Page excerpt:
Well written in two parts, the first two-thirds of this book is the story of Arthur, a young orphan shipped to Australia in 1947 without family or understanding. He has to leave behind everything he has ever known behind except for a "lucky key" he was given by his sister Kitty until the time they would be reunited, and the song London Bridge is Falling Down in his heart. Although his first sea voyage is miserable and his first years in the outback desperately hard, he grows to love the sea, the Ancient Mariner is his bible, and he becomes a master boat-builder. Life then takes a dive into deep dark water where he flounders for some years before finding `dry land' once again.
The second section of the book has a far more contemporary style: it is largely a diary of one-way conversational e-mails sent back home from the boat on which Allie, Arthur's daughter, returns to England. This is a single handed sailing from Australia to England in her late teens, a sort-of Ellen MacAthur-esque narrative for junior readers -that doesn't pull its punches. It's a long and arduous journey: a grim, cold and wet trip retracing her father's steps, and the highs and lows of Allie's mood on that long solitary journey mirror the towering dangerous waves. It's a triumphant ending though as the story comes full circle and the meaning of the `lucky key' ties into the underlying spirit of the book.

Exercise tasks:
**1)** Do these statements agree with the book review? Answer yes or no for each and quote the words that decide it. (a) Arthur was shipped to Australia in 1947. (b) Allie sails from Australia to England with a crew. (c) Arthur's "lucky key" came from his sister Kitty.
**2)** According to the book review, what trade does Arthur become a master of?
**3)** How would the book review go on after its last sentence? Write the next part.
The rows that come next are taken from a separate source and have no connection to the book review.

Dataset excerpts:
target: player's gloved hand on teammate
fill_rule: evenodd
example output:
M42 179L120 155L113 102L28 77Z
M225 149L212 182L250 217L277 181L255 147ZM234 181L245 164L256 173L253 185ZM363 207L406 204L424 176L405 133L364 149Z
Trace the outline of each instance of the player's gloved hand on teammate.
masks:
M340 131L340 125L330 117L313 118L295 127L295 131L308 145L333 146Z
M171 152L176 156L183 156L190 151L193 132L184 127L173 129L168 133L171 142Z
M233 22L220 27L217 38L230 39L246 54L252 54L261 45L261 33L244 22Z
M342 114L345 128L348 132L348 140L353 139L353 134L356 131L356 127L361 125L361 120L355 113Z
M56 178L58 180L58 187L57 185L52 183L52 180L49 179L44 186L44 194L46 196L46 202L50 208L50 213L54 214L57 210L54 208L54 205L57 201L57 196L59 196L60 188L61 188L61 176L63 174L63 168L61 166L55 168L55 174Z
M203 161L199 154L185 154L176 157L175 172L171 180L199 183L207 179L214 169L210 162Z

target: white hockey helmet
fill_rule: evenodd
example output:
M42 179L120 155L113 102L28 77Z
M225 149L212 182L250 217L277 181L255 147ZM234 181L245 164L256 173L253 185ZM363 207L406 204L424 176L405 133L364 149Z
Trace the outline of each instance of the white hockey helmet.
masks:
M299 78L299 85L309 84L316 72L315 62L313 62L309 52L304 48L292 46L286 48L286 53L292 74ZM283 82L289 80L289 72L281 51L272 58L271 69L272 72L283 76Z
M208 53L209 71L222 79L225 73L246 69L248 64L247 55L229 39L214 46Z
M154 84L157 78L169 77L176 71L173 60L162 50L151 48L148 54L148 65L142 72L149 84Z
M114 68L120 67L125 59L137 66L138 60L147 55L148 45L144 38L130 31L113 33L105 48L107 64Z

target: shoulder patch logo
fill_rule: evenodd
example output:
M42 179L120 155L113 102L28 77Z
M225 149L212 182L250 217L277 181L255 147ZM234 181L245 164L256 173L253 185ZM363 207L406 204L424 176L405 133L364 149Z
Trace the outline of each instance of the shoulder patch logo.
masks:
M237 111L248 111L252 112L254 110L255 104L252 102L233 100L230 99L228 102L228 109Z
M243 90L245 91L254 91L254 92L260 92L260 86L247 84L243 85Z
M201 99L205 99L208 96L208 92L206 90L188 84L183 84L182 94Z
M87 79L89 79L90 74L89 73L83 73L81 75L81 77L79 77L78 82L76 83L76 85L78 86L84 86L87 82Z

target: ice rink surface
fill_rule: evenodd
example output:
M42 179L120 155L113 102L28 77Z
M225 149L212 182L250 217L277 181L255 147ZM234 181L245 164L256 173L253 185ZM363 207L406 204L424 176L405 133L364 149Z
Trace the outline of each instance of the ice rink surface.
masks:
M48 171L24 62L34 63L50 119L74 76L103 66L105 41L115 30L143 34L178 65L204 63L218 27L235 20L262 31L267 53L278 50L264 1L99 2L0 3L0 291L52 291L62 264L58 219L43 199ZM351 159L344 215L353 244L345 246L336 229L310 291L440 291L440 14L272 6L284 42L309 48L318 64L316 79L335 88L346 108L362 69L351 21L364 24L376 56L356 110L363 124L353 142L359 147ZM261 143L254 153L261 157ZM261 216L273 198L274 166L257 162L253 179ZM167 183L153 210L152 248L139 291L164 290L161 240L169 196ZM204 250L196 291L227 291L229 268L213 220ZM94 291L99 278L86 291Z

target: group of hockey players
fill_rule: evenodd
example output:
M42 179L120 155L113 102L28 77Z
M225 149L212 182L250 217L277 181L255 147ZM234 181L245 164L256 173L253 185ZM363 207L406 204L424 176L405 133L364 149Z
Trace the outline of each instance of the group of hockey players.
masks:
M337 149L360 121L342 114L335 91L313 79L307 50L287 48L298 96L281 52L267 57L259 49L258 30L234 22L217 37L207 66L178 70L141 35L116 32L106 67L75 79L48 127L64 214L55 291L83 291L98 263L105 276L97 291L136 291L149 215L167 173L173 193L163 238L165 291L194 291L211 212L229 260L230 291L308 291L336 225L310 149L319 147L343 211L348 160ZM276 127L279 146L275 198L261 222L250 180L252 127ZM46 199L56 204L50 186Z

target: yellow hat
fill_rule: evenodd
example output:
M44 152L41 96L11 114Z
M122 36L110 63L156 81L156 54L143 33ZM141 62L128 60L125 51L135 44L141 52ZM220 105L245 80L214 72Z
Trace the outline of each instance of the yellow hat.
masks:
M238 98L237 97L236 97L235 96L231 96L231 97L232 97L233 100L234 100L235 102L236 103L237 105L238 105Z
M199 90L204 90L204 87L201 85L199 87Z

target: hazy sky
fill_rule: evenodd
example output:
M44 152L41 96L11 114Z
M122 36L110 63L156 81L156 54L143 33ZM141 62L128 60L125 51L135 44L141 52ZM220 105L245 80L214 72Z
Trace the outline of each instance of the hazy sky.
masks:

Task-by-task outputs:
**1)**
(a) Yes: "a young orphan shipped to Australia in 1947 without family or understanding"
(b) No: "This is a single handed sailing from Australia to England in her late teens"
(c) Yes: "a "lucky key" he was given by his sister Kitty"

**2)** He becomes a master boat-builder.

**3)**
This vivid and realistic story, told in such different voices, interweaves the raw feeling of aloneness with the strength of family ties and raises the question of the importance of tracing who you are and where you came from, while glancing upon on a range of issues such as depression, gambling and cancer that drag you down as well as the things that lift you and give the strength and courage to go on. This raw and inescapable book will make you think and stretch your emotions - the lifes of Arthur and then Allie are as changeable in mood as the sea itself - rich fulfilling blues, dark jagged grey undercurrents & persistent stormy seas.
And if you enjoy this book (the first part in particular) the raw highs and lows of this, then you must try next the incredible Holes by Louis Sachar.